EXERCISE DESCRIPTION: Retype these lines word for word, leaving every character in place.

Rows from the dataset:
## start

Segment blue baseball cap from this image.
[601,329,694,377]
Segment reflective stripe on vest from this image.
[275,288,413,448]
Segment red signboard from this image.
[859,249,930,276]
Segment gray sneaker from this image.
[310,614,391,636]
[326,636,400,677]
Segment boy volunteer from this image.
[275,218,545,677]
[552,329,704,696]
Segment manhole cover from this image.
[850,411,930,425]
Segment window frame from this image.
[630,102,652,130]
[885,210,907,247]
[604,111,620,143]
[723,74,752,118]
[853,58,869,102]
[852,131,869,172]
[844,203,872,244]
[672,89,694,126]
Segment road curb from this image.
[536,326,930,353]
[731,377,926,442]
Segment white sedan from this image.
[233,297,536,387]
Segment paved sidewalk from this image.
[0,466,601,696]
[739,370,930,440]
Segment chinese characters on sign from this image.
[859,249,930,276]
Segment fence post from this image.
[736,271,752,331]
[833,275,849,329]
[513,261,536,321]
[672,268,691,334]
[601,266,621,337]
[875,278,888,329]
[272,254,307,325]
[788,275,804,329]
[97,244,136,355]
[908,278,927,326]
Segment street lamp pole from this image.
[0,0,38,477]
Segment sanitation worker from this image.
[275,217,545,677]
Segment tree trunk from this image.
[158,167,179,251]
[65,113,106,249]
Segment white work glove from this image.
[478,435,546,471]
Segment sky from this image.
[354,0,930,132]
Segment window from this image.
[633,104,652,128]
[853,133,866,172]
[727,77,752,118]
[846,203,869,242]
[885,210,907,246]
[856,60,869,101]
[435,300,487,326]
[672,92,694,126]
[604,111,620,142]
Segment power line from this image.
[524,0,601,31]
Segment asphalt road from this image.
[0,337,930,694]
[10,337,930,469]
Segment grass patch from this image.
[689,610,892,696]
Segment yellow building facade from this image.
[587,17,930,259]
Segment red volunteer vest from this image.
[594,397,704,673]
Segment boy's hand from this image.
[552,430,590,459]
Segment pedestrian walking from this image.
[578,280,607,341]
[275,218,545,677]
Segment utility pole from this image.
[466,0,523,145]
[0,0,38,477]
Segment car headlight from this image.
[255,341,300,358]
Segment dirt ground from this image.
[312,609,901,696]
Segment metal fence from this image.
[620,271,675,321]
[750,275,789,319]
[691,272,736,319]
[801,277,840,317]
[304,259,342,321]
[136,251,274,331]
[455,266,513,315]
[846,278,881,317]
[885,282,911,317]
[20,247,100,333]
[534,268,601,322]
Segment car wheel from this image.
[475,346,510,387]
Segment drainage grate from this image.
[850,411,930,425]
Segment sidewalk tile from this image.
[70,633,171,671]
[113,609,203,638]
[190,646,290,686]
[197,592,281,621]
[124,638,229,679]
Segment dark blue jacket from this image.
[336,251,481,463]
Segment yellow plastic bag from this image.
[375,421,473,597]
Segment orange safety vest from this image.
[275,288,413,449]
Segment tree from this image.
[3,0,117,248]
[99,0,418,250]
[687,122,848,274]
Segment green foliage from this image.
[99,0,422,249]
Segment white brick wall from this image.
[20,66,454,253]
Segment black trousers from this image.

## end

TASK SOLUTION:
Segment blue baseball cap from this image.
[601,329,694,377]
Segment reflective stripe on vest from this image.
[275,288,413,448]
Segment red signboard from this image.
[859,249,930,276]
Segment gray sneaker from this image.
[310,614,391,636]
[326,636,400,677]
Segment boy volunteer from this image.
[275,218,545,677]
[552,329,704,696]
Segment manhole cover from this image.
[850,411,930,425]
Segment window frame from this image.
[630,102,652,130]
[885,210,907,247]
[604,111,620,143]
[723,74,752,118]
[853,58,869,102]
[852,131,869,172]
[844,203,872,244]
[672,89,694,126]
Segment road curb from this image.
[536,326,930,353]
[731,377,926,442]
Segment white sedan from this image.
[233,297,536,387]
Segment paved sidewalk from this image.
[0,466,601,696]
[739,370,930,440]
Segment chinese characters on sign from this image.
[859,249,930,276]
Segment fence post from this image.
[736,271,752,331]
[833,275,849,329]
[513,261,536,321]
[672,268,691,334]
[601,266,621,337]
[875,278,888,329]
[272,254,307,325]
[788,275,804,329]
[97,244,136,355]
[908,278,927,326]
Segment street lamp pole from this image.
[0,0,38,477]
Segment sanitation worker from this image.
[275,217,545,677]
Segment tree trunk from this image.
[158,167,179,251]
[65,113,106,249]
Segment white work glove from this image.
[478,435,546,471]
Segment sky from this image.
[354,0,930,132]
Segment window from this image.
[633,104,652,128]
[853,133,866,172]
[727,77,752,118]
[846,203,869,242]
[885,210,907,246]
[856,60,869,101]
[435,300,487,326]
[672,92,694,126]
[604,111,620,142]
Segment power line from this image.
[524,0,601,31]
Segment asphalt road from this image.
[0,337,930,694]
[10,337,930,469]
Segment grass patch from this image.
[689,610,892,696]
Segment yellow building facade from this image.
[587,17,930,259]
Segment red volunteer vest from this image.
[594,397,704,673]
Segment boy's hand from this image.
[552,430,590,459]
Segment pedestrian walking from this image.
[578,280,607,341]
[275,218,545,677]
Segment utility pole from this image.
[466,0,523,145]
[0,0,38,477]
Segment car headlight from this image.
[255,341,300,358]
Segment dirt ground from this image.
[312,609,901,696]
Segment metal fence from this image.
[620,271,675,321]
[750,275,789,319]
[691,272,736,319]
[801,277,840,317]
[304,259,342,321]
[136,251,274,331]
[455,266,513,315]
[846,278,881,317]
[885,282,911,317]
[20,247,100,333]
[534,268,601,322]
Segment car wheel from this image.
[475,346,510,387]
Segment drainage grate from this image.
[850,411,930,425]
Segment sidewalk tile from this image.
[70,633,171,671]
[113,609,203,638]
[190,646,290,686]
[197,592,281,621]
[124,638,229,679]
Segment dark blue jacket from this image.
[336,251,481,463]
Segment yellow plastic bag from this image.
[375,421,473,597]
Segment orange safety vest from this image.
[275,288,413,449]
Segment tree from this image.
[3,0,117,248]
[99,0,418,250]
[687,122,848,274]
Segment green foliage from this image.
[99,0,422,249]
Segment white brick wall from this image.
[20,66,454,253]
Segment black trousers from this image.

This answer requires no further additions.